Saved entries
======
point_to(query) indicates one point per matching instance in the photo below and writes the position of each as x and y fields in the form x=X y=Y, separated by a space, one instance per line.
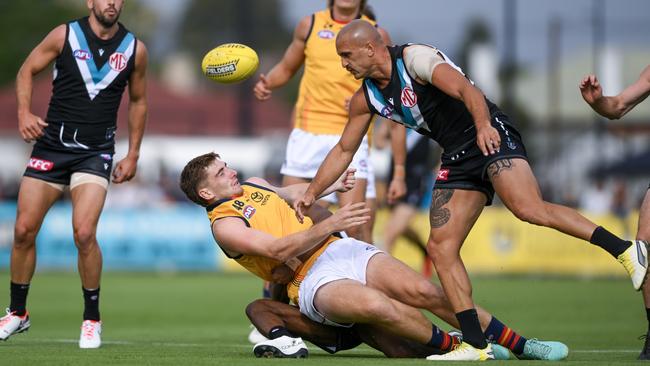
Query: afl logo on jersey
x=249 y=211
x=82 y=55
x=117 y=61
x=408 y=97
x=326 y=34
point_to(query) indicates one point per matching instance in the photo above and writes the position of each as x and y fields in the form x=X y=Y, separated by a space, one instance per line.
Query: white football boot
x=465 y=352
x=281 y=347
x=91 y=334
x=11 y=324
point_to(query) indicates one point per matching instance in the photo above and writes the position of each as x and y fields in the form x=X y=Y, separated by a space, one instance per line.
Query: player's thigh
x=288 y=180
x=349 y=301
x=452 y=215
x=514 y=182
x=35 y=197
x=398 y=281
x=87 y=202
x=644 y=218
x=399 y=219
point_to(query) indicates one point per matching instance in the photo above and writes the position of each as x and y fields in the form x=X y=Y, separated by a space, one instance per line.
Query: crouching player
x=337 y=280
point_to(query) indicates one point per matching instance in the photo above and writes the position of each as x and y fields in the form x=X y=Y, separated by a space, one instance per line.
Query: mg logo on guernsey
x=408 y=97
x=117 y=61
x=443 y=174
x=40 y=164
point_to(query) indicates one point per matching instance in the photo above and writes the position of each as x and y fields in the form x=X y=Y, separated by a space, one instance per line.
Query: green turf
x=196 y=319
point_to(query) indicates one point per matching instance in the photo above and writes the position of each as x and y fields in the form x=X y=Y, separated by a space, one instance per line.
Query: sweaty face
x=220 y=182
x=107 y=12
x=352 y=58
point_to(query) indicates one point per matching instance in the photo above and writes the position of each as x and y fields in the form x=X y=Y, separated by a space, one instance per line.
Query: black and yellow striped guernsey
x=262 y=209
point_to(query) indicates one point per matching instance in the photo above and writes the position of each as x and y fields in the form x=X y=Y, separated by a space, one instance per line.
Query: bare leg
x=399 y=219
x=348 y=301
x=34 y=200
x=357 y=194
x=87 y=204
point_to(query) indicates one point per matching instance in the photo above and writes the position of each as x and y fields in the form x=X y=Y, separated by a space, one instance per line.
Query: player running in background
x=615 y=107
x=337 y=280
x=321 y=109
x=96 y=58
x=418 y=86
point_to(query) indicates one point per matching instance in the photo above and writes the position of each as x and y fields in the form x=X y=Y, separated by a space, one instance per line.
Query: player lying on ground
x=337 y=280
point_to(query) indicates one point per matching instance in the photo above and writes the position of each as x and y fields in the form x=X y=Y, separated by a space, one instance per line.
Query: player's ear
x=206 y=194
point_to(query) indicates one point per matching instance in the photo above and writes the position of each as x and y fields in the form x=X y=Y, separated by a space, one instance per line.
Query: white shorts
x=344 y=259
x=306 y=151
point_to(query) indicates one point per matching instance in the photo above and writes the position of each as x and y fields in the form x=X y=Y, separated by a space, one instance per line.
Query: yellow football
x=230 y=63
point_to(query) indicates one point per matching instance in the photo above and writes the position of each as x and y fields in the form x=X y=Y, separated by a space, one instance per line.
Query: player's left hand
x=488 y=139
x=347 y=181
x=396 y=190
x=590 y=89
x=125 y=170
x=303 y=204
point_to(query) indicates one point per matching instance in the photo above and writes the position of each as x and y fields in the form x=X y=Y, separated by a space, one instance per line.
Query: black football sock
x=91 y=304
x=608 y=241
x=18 y=298
x=471 y=328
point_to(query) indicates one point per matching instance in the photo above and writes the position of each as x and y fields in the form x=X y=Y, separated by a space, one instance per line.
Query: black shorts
x=418 y=182
x=466 y=166
x=57 y=166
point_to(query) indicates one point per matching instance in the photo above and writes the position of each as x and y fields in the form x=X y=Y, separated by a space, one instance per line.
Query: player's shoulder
x=260 y=183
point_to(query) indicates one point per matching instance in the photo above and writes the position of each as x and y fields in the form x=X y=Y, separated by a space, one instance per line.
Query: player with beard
x=95 y=59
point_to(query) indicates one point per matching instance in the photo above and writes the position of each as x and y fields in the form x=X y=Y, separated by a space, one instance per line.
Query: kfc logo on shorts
x=408 y=97
x=326 y=34
x=40 y=164
x=248 y=211
x=443 y=174
x=117 y=61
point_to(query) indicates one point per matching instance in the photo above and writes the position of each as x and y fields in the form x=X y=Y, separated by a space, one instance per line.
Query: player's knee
x=24 y=234
x=532 y=214
x=84 y=237
x=380 y=310
x=257 y=307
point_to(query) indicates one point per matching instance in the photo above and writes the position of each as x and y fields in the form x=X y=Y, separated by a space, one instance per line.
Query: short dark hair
x=365 y=9
x=194 y=174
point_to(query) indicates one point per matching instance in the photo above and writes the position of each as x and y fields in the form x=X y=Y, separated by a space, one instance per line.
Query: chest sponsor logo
x=82 y=54
x=443 y=174
x=386 y=112
x=248 y=211
x=257 y=197
x=40 y=164
x=117 y=61
x=326 y=34
x=408 y=97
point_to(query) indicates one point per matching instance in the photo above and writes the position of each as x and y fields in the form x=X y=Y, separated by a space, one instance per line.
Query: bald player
x=419 y=87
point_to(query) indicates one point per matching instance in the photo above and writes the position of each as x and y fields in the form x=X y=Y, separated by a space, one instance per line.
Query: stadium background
x=528 y=56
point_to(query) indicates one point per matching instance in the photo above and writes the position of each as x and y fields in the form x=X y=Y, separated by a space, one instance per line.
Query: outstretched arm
x=284 y=70
x=126 y=168
x=29 y=125
x=339 y=158
x=236 y=237
x=615 y=107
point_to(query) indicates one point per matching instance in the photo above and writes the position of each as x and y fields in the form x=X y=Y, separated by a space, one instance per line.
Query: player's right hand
x=302 y=205
x=261 y=89
x=591 y=89
x=30 y=126
x=348 y=216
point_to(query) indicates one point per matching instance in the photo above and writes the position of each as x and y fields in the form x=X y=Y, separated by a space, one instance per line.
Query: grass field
x=198 y=319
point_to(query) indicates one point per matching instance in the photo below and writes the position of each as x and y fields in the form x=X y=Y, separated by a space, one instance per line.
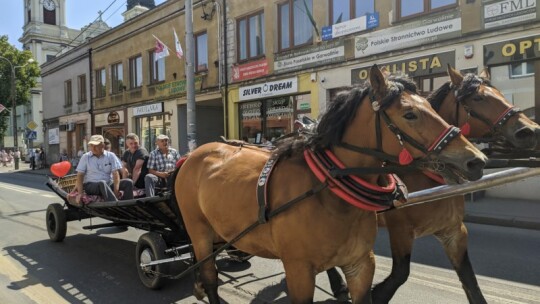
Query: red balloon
x=61 y=169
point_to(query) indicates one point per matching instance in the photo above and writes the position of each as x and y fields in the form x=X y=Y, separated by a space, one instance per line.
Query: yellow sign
x=32 y=125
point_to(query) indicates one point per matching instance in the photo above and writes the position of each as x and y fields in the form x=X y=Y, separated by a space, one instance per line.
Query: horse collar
x=352 y=189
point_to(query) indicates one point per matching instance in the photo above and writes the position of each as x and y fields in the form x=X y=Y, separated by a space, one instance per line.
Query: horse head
x=481 y=110
x=389 y=121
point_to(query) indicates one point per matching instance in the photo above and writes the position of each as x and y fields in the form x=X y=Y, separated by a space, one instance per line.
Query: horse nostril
x=524 y=133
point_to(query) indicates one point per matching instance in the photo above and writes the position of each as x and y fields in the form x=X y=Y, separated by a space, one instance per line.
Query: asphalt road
x=99 y=266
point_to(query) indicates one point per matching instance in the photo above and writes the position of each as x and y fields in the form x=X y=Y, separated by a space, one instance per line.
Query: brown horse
x=473 y=104
x=216 y=188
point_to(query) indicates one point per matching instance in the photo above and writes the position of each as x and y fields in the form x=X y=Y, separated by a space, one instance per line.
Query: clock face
x=49 y=5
======
## Action item
Would you write out each record above exactly, with no images?

## Response to this exercise
point_to(query) indicates one point per matching instance in the photo below and writes the position of each as x and y fields in the form x=X y=Y, separated by a space, one instance per line.
Query: afl logo on jersey
x=249 y=211
x=82 y=55
x=117 y=61
x=408 y=97
x=326 y=34
point_to(query) indicates one point per matching instance in the photo above and writes the position of each as x and y fields in the form x=X y=Y, separated by a space, one instance per line.
Query: white football boot
x=465 y=352
x=281 y=347
x=91 y=334
x=11 y=324
point_to(query) indicates one point per matching instance in the photo above and writes the position of each as x and y fields in the form x=X y=Y, separated by a space, one instance per line.
Query: player's thigh
x=288 y=180
x=349 y=301
x=452 y=215
x=514 y=182
x=35 y=197
x=398 y=281
x=87 y=202
x=644 y=218
x=399 y=219
point_to(query) indicates one point per matching instance in the photo above and writes the position of each as x and y fields in the form x=X y=Y, separated by a space, one instance per line.
Query: crouching player
x=337 y=280
point_to(query) indicates one point per matching instance in the photo above and writes the position of each as x and y fields in the form x=X y=Y, separated by a space, one instance per line.
Query: mg logo on guernsey
x=408 y=97
x=117 y=61
x=443 y=174
x=40 y=164
point_to(query) indicates one point per matching instance in the photo above and writes the position of each as x and y fields in the form x=X y=Y, separated by a space, one instance per line.
Query: green turf
x=196 y=319
point_to(query) indicates one point per matching instance in the photo above and writes the position of each as x and y fields in the form x=X y=Y, separated by a space, one instance per line.
Query: sweaty face
x=220 y=182
x=107 y=12
x=352 y=58
point_to(query) indicates one point per matching instance in the photo above and writes the position of each as x and y fields in the form x=X y=Y, separated by a space, one instance per line.
Query: black and yellow striped guernsey
x=262 y=209
point_to(query) indicates one point per matching instance in the photo above and writes the position of each as x and y fields in the form x=X y=Y, separated by a space, one instance per line.
Query: bare leg
x=399 y=219
x=348 y=301
x=34 y=200
x=357 y=194
x=87 y=204
point_to(query) indicates one point per matching instance in the photo above and writes the position of each as x and y fields in the form x=X y=Y, separated by a space, one instance per line.
Query: player running in background
x=615 y=107
x=337 y=280
x=321 y=109
x=96 y=58
x=418 y=86
point_to(query) indicates one point per matching instance in the photo above and writes the position of each as x and y fields in the form x=X y=Y, separated by a space, one instance per line.
Query: player lying on ground
x=337 y=280
point_to(query) indicates one point per matching instance in the photo above and writes the position of each as x and y fields in the form x=X y=Y, separated by a space, one instance per line.
Query: player's ear
x=206 y=194
point_to(query) indicates one point per matching instance in the photo above and writes the position of each as x and y fields in the form x=X y=Y, separated by a space, one instance per line.
Query: white shorts
x=344 y=259
x=306 y=151
point_to(query) indicates one point per matching instance in the photo above and writes the position of each as x and y fields in the form x=X y=Y, separated by a space, one instance per line.
Query: yellow football
x=230 y=63
point_to(query) indicates one point per matching instance in the photo above and writes the position of each as x and y fields in the form x=X y=Y, separated by a space, one instance per line.
Query: player's left hand
x=488 y=139
x=347 y=181
x=396 y=190
x=590 y=89
x=125 y=170
x=303 y=204
point_to(query) indicates one point per matching instance in the photo above and writes the position of each as x and y fields in the form x=X y=Y, separated by a space, one instance per line.
Query: black football sock
x=91 y=304
x=608 y=241
x=18 y=298
x=471 y=328
point_to(query) indicates one point per matching instance in the photo above and writes the position of each as x and y fields in the form x=X y=Y, separated by a space, one instance per line.
Query: black shorts
x=418 y=182
x=466 y=166
x=57 y=166
point_to(query) indicates one point per matching instance in the photo above and writes the position of each as x and y fields in the form x=X y=Y, separated by a space, one instance per line.
Query: player's shoulder
x=260 y=183
point_to(query) indicates one point per matching instance in the photo above and writes the position of each as x and y fields in the form x=X y=Y, separated by a space, one instance per line.
Query: player with beard
x=95 y=59
point_to(query) indicates one point per matching instance in the photo above and writes the position of each as x and y fields in the form x=X y=Y, separated by a space, one instance per line.
Query: kfc logo on shorts
x=408 y=97
x=326 y=34
x=40 y=164
x=248 y=211
x=443 y=174
x=117 y=61
point_to(query) indicates one point per matching instance in the photo above and writes the position of each as x and y fields in the form x=X y=Y, separated by a space, one instance per line.
Query: player's knee
x=24 y=234
x=532 y=214
x=84 y=237
x=380 y=310
x=257 y=307
point_to(query) indicates one point per matching instance in the photo above and writes the position of each as x and y fields in the form x=X y=Y, separated by a space, one instance per line.
Query: short dark hair
x=365 y=9
x=194 y=174
point_to(query) indicates one point per matching instance in the photo above and writes the position of each as x and y fields in the form x=X y=Y, separated by a space, one instance per line.
Query: chest sponsor logo
x=82 y=54
x=443 y=174
x=386 y=112
x=248 y=211
x=257 y=197
x=40 y=164
x=117 y=61
x=326 y=34
x=408 y=97
point_to(query) indicates one point per matching instance in the photo above and writes the position of each as x and y fields in the form x=X y=Y, separated by a space, one instance per line.
Query: bald player
x=419 y=87
point_to(query) indicates one point per matching instance in the photo above and writes the position of each as x and y fields in the form x=X y=Y, separated by a space, one instance per line.
Query: stadium background
x=528 y=56
point_to(query) indicates one point per matching instance in the photo above and writes the position of each as x and y fields in the form x=X y=Y, separated by a space, one instance per line.
Query: outstretched arm
x=284 y=70
x=126 y=168
x=29 y=125
x=339 y=158
x=236 y=237
x=615 y=107
point_to(query) indicates one point per matching instance in the photo above and writes the position of each as x and y fields in the form x=X y=Y, separated by a space, one instance per line.
Query: player's right hand
x=302 y=205
x=261 y=89
x=591 y=89
x=30 y=126
x=348 y=216
point_to(query) indicates one point per matching instance in the photo above and writes the position of each as x and y fields in the form x=X y=Y, separated by a space, one instance per line.
Query: grass field
x=198 y=319
point_to(query) indicates one point per matching instance in the photo below and writes the position of each as x and y fields in the form x=X y=Y, separated by a space, one instance per line.
Query: red balloon
x=61 y=169
point_to(query) indicates one point per matching instance in the photo above and writes the position of each as x and y fields in the form x=X y=Y, separated by a space, one instance per line.
Query: yellow sign
x=32 y=125
point_to(query) indicates one point per matching instance in the photo above and writes the position of each as x and y fields in the form x=X y=Y, separated by a space, one instance per line.
Query: horse collar
x=352 y=189
point_to(query) indicates one point per matching instance in the photo above and writes the position of each as x and y fields in the form x=X y=Y, separated by a space, one instance per line.
Query: horse head
x=481 y=110
x=389 y=121
point_to(query) indicates one point per matching instance in the photo above and writes the position of each as x and y fields in the form x=X y=Y, separated by a space, one instance per line.
Query: horse nostril
x=524 y=133
point_to(query) indicates one point per matching instance in the photo above and writes the position of each as x and y fields in the form x=X y=Y, separated by a space, one instance per line.
Query: asphalt road
x=99 y=266
point_to(query) indicates one point per matching instance in the photo above and writes the position of each as x and y fields in the form x=X y=Y, separated by a space, one instance per line.
Query: brown horse
x=473 y=104
x=216 y=188
point_to(query) indicates one point per matching instance in the photo above and writes the position of each as x and y fields in the form x=X y=Y, separated by a space, one instance per line.
Query: clock face
x=49 y=5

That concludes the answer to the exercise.